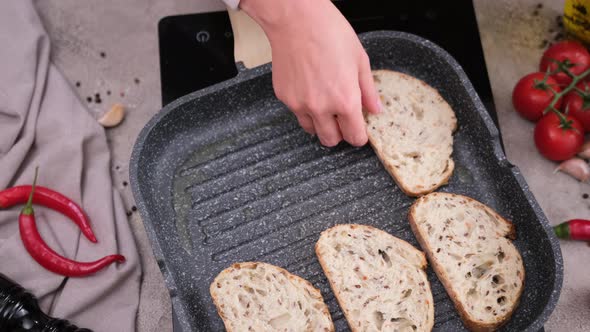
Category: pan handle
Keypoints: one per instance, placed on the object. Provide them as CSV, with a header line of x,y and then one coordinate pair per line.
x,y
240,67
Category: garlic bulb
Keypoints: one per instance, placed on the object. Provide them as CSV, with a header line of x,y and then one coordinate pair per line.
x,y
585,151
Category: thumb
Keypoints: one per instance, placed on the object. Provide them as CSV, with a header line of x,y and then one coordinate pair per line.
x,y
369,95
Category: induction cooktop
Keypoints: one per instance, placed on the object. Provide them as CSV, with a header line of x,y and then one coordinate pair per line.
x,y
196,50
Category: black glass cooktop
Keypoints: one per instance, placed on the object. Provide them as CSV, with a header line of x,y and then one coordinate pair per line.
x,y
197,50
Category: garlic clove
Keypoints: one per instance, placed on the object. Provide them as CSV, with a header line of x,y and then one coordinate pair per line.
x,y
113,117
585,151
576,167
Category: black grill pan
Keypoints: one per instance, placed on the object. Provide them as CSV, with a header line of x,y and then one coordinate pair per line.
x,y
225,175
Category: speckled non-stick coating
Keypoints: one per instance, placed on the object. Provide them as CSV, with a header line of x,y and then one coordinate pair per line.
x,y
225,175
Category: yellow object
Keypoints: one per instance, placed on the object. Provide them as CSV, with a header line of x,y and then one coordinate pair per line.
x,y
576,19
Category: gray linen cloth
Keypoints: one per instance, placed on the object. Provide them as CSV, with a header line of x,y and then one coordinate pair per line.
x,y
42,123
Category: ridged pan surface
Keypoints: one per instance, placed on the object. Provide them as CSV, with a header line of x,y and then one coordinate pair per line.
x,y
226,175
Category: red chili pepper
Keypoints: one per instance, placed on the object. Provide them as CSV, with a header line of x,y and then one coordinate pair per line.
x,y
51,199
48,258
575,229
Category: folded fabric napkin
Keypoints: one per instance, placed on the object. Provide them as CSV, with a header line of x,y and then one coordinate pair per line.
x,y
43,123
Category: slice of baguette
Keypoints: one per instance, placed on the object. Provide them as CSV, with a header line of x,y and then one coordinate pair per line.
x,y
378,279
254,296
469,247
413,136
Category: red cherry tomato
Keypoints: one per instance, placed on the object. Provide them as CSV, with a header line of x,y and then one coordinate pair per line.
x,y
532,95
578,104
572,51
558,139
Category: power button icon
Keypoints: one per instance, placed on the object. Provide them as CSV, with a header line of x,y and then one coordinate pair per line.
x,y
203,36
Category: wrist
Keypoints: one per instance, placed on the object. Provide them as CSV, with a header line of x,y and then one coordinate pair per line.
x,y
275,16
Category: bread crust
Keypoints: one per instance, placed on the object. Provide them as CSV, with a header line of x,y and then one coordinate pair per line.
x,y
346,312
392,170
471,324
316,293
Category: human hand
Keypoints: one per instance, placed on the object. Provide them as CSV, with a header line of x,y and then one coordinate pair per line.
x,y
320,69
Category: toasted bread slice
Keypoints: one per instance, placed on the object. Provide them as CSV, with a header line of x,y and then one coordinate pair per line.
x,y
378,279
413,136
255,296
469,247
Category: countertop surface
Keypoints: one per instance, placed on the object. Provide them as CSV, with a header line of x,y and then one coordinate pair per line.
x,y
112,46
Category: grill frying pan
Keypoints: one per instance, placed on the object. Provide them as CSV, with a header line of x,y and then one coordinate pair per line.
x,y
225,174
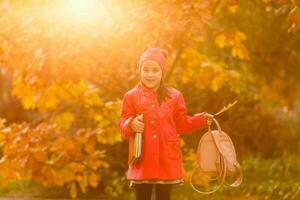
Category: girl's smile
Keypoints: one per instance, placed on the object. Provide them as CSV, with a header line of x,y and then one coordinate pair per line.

What is expected →
Match on "garlic" and copy out every line of the entries that contains it.

Output for this exercise →
Category: garlic bulb
Category: garlic clove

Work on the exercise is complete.